• **WORK TO COMPLETE**: For each line of the material, write out an exact copy.

• **INPUT DATA**:
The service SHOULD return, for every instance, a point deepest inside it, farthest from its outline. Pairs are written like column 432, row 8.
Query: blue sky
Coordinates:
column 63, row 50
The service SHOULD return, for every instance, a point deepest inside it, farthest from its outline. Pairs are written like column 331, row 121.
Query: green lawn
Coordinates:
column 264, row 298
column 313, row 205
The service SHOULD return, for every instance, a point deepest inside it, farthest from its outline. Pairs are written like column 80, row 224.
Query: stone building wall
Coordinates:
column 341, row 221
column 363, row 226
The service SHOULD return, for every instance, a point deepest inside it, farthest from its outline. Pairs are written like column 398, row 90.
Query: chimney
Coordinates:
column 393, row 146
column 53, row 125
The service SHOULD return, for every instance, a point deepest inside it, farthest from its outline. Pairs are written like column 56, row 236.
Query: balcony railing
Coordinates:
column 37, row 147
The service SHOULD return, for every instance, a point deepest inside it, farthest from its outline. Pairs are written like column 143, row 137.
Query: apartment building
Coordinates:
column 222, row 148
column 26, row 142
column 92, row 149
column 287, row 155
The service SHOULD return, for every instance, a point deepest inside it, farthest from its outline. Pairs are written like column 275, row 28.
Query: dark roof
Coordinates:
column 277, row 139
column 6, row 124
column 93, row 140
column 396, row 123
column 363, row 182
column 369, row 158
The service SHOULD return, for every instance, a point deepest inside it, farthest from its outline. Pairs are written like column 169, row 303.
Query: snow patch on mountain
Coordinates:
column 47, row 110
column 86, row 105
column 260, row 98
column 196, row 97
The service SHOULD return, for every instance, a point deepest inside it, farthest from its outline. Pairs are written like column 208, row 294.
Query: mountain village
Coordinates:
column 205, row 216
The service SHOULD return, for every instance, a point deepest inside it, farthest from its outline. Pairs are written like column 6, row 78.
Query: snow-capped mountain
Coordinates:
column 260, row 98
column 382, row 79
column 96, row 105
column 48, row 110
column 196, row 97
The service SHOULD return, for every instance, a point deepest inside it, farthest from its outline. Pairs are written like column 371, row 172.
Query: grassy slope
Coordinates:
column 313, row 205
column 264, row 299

• **RESULT OF THIS EXERCISE**:
The service SHOULD return, for every instance, a point deepest inside it, farthest from its outline. Pairs are written like column 432, row 8.
Query: blue sky
Coordinates:
column 63, row 50
The service SHOULD return, for every instance, a point deepest inside it, farthest from its outline. Pairs are written like column 331, row 121.
Query: green lawn
Coordinates:
column 264, row 298
column 313, row 205
The service SHOULD return, for every instance, a point deepest inside it, farthest from its outline. Pairs are written like column 80, row 224.
Query: stone building wall
Coordinates:
column 341, row 221
column 363, row 226
The service SHOULD return, for every instance, a point deepest inside it, farthest from its outline. Pairs are written like column 398, row 90.
Query: chimney
Coordinates:
column 393, row 146
column 53, row 125
The service SHOULD return, for every instance, a point deepest inside it, farthest from its outline. Pairs are written like column 56, row 236.
Query: balcony railing
Coordinates:
column 37, row 147
The service SHOULD return, for every instance, a point deepest inside it, farthest from its outline. Pairs are written like column 143, row 137.
Query: apartment building
Coordinates:
column 222, row 148
column 26, row 142
column 92, row 149
column 287, row 155
The service SHOULD return, for every instance, a point deepest inside it, farthest from its outline. Pairs are written like column 275, row 28.
Query: dark roof
Coordinates:
column 277, row 139
column 6, row 124
column 93, row 140
column 396, row 123
column 363, row 182
column 369, row 158
The service SHOULD return, for every instance, a point deepest inside it, farthest from its outline. Pairs are written like column 169, row 303.
Query: snow patch on mountain
Coordinates:
column 47, row 110
column 86, row 105
column 260, row 98
column 196, row 97
The service SHOULD return, for every instance, a point deepest inside it, farthest from its outline. Pairs are written like column 208, row 294.
Query: mountain village
Coordinates:
column 205, row 216
The service SHOULD return, for every instance, a point deepest inside it, farthest from its outline. Pairs are written like column 6, row 78.
Query: snow-capped mountain
Coordinates:
column 260, row 98
column 382, row 79
column 96, row 105
column 48, row 110
column 196, row 97
The service SHOULD return, for every instance, a point deepest inside it, farthest from its outline. Pairs are written like column 371, row 172.
Query: grassy slope
Coordinates:
column 313, row 205
column 264, row 299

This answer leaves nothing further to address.